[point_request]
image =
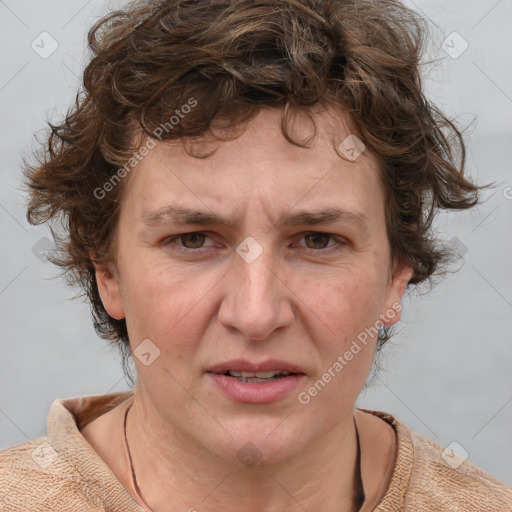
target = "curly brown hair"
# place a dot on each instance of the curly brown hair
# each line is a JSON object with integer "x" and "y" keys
{"x": 234, "y": 57}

● Request
Reproduce every item above word for word, leaving out the pictures.

● Solution to this task
[point_request]
image =
target = "curly brown hair"
# place a dot on each instance of the curly brown hair
# each line is a JSON object with integer "x" and "y" keys
{"x": 234, "y": 57}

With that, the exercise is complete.